**Exercise goal**
In the records below, put the lines between the one holding "For this challenge, identify the moored" and the one holding "point(71, 586)", inclusive, into a JSON list of strings with one string per line, skipping any blank lines.

**Provided entries**
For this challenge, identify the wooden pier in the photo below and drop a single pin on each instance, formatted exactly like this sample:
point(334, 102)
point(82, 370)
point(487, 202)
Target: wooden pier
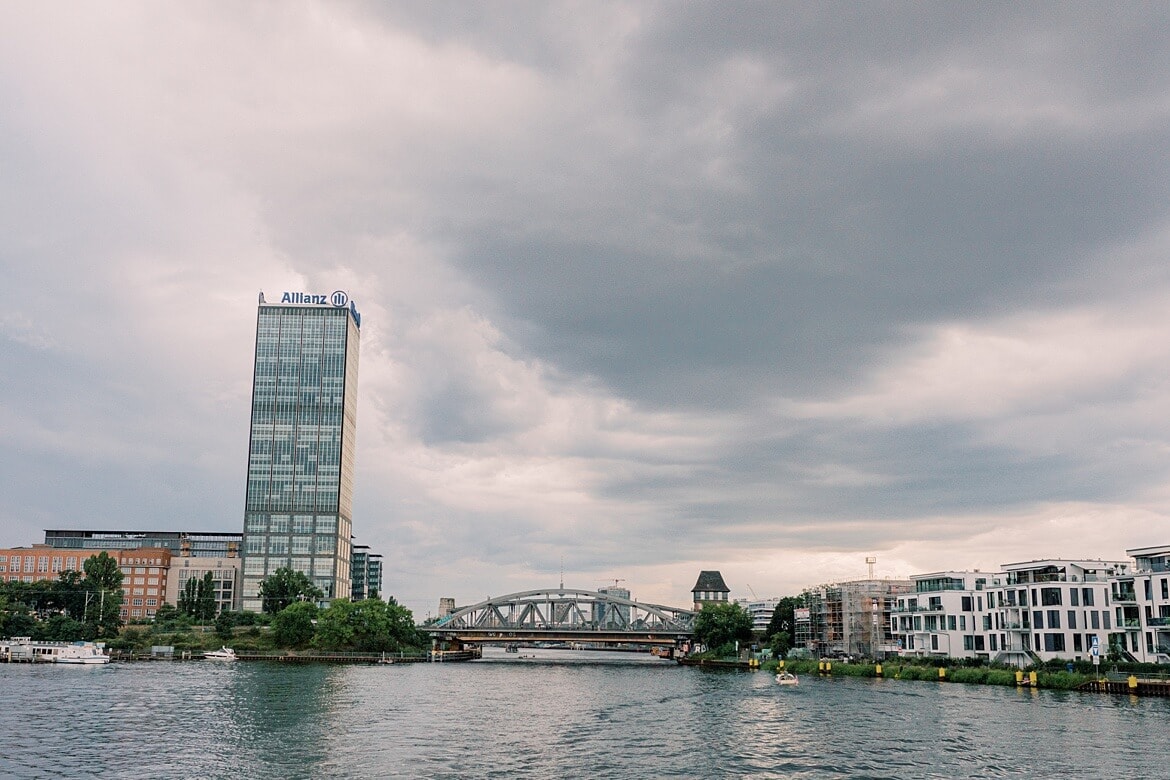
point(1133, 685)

==

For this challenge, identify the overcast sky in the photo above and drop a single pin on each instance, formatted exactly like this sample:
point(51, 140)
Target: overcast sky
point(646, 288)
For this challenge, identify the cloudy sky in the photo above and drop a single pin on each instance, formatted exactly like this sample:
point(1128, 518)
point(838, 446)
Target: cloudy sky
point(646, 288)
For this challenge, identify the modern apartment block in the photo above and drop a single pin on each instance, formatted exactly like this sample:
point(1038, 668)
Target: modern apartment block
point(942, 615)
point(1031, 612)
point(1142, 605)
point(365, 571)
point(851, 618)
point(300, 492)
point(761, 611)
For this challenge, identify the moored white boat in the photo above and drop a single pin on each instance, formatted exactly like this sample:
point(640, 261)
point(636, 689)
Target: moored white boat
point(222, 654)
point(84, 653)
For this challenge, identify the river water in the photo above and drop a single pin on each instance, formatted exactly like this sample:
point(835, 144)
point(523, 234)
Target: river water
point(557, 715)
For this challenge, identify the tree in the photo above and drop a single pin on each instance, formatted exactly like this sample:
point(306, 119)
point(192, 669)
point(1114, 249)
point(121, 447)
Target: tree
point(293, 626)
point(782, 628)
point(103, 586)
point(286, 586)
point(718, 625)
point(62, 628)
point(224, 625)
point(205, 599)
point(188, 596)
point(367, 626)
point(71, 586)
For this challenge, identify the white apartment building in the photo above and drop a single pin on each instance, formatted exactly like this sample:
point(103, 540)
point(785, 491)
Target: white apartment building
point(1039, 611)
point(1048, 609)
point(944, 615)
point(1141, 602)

--

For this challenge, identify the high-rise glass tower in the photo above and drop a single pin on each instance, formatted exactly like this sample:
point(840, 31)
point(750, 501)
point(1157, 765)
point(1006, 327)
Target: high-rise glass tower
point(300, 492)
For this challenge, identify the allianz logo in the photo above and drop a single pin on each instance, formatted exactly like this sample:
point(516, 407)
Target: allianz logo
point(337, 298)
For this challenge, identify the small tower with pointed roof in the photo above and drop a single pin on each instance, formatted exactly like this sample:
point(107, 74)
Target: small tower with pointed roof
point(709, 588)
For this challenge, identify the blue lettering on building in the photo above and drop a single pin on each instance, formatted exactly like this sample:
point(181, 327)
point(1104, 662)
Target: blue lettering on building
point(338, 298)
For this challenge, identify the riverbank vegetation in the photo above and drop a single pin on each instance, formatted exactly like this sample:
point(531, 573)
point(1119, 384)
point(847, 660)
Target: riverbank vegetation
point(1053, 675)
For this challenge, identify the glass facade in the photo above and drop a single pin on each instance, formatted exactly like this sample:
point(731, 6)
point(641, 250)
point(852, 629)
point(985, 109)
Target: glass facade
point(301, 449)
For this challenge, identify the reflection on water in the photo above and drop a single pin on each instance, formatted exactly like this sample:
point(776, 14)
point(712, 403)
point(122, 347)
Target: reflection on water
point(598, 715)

**Solution for this task**
[
  "For this challenge, identify the moored white boat in the photo above and drop a single pin on each instance, formatted exactly like this sample:",
  "point(640, 261)",
  "point(636, 689)",
  "Target: moored white boat",
  "point(222, 654)",
  "point(84, 653)",
  "For this challenge, identify the river water in the photo above and drop a single pin on each instance, formatted exactly like this sample:",
  "point(835, 144)",
  "point(523, 234)",
  "Target: river water",
  "point(557, 715)",
  "For this challenge, identify the tree in the photo above and drop a single pin on each instance, formatted exactly like this sample:",
  "point(306, 119)",
  "point(192, 669)",
  "point(1114, 249)",
  "point(121, 447)",
  "Target: tree",
  "point(293, 626)",
  "point(782, 628)",
  "point(103, 586)",
  "point(286, 586)",
  "point(718, 625)",
  "point(62, 628)",
  "point(224, 625)",
  "point(205, 599)",
  "point(188, 596)",
  "point(367, 626)",
  "point(71, 586)"
]